**Task prompt**
Please return the full listing below without altering anything.

***** Recorded data *****

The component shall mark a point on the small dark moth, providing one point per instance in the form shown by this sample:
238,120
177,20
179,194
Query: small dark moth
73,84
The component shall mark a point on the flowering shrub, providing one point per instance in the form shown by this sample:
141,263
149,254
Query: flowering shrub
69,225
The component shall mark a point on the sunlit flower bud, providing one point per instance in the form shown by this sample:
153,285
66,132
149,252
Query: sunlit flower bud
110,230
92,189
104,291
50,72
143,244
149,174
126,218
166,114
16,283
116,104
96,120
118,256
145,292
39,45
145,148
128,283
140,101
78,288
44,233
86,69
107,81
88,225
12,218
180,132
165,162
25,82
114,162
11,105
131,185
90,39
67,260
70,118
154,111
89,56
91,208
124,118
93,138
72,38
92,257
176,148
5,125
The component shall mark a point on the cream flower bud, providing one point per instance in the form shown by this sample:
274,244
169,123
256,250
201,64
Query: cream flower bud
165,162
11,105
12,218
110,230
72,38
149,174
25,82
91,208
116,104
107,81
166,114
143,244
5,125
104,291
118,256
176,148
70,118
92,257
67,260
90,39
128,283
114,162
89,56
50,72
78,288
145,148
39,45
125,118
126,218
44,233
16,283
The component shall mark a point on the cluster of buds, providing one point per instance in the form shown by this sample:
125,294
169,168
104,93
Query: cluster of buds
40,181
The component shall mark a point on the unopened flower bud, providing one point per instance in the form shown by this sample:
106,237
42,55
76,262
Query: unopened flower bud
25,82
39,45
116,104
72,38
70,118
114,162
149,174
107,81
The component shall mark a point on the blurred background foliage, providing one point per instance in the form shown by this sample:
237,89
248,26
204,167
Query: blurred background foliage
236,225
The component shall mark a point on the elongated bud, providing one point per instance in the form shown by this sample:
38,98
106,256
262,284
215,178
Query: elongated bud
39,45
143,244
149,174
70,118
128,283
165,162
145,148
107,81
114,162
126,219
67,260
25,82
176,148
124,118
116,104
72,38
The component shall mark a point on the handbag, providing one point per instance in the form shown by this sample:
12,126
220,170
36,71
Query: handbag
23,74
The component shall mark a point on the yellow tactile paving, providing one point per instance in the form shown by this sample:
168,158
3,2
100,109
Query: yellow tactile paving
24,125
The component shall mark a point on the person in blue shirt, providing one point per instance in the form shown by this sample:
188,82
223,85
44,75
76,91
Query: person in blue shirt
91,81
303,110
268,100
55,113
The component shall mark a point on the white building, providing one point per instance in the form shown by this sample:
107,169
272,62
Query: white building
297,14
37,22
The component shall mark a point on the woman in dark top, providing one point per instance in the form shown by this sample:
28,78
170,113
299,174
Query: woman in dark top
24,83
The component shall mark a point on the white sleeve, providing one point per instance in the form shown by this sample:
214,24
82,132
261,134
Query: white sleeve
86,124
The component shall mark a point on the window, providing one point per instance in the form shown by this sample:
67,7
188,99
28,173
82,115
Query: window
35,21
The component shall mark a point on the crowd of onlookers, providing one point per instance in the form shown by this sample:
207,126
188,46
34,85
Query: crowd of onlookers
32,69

*****

**Expected output**
The component shall mark a point on the small dark moth, providing one point per instance in the form shown by this sample:
238,120
177,20
179,194
Query: small dark moth
73,84
The component shall mark a point on the flowering shrub, providing one point per instance in the form shown by this sample:
141,263
149,254
Query: flowering shrub
69,225
The component shall mark a point on the sunlit flower bud, providing one point per instance in the form shown by this sample:
153,285
66,132
149,252
Query: sunlit flower bud
110,230
92,189
104,291
50,72
143,244
149,174
126,218
166,114
16,283
116,104
96,120
118,256
145,292
39,45
145,148
128,283
140,101
78,288
44,233
86,69
107,81
88,225
12,218
180,132
165,162
25,82
114,162
11,105
131,185
90,39
67,260
70,118
154,111
89,56
91,208
124,118
93,138
72,38
92,257
176,148
5,125
The component shall mark a point on the cream flower bud, providing one point per instance in the form shown by this sample:
274,244
169,123
256,250
201,64
Query: cream flower bud
165,162
11,105
12,218
110,230
72,38
149,174
25,82
91,208
116,104
107,81
166,114
143,244
5,125
104,291
118,256
176,148
70,118
92,257
67,260
90,39
128,283
114,162
89,56
50,72
78,288
145,148
39,45
125,118
126,218
44,233
16,283
The component shall mark a point on the cluster of buds, providing one point per instance in the form shown by this sample:
125,294
169,168
104,93
Query: cluster of buds
40,181
The component shall mark a point on the unopened flower bud, providing one point per instance in the form shown by this sample:
106,237
42,55
76,262
Query: unopened flower bud
25,82
39,45
116,104
72,38
70,118
114,162
149,174
107,81
The component shall mark a point on the blurred background foliage, providing one point per instance in the form shown by this sample:
237,89
248,26
204,167
Query: blurred background foliage
236,225
The component shall mark a point on the elongated bud, providing one point per instance in the form shown by this sample:
38,98
106,256
262,284
215,178
Query: elongated bud
39,45
143,244
149,174
70,118
128,283
165,162
145,148
107,81
114,162
126,219
67,260
25,82
176,148
124,118
116,104
72,38
The component shall mark a point on the handbag, providing one point per instance in the form shown by this sample:
12,126
220,170
36,71
Query: handbag
23,74
The component shall mark a point on the yellow tactile paving, providing one point per instance in the form shown by this sample:
168,158
3,2
100,109
Query: yellow tactile paving
24,125
The component shall mark a point on the person in blue shirt, providing one point per instance in the form shown by this sample:
188,82
223,85
44,75
76,91
Query: person in blue shirt
91,81
303,110
268,100
55,113
The component shall mark a point on the white building, providing one point per instance in the form shown by this sample:
107,169
272,62
Query: white building
297,14
37,22
The component shall mark a point on the woman in dark top, providing one point per instance in the form shown by this sample:
28,78
170,113
299,174
Query: woman in dark top
24,83
The component shall mark a point on the white sleeve, providing one point per instance in the form shown by this sample:
214,24
82,132
261,134
Query: white sleeve
86,124
The component shall mark a point on the window, providing one point per instance in the form shown by this sample:
67,7
188,99
28,173
82,115
Query: window
35,21
The component shall mark a point on the crowd of onlookers, providing one point per instance in the form shown by this sample:
207,126
188,46
34,85
Query: crowd of onlookers
32,69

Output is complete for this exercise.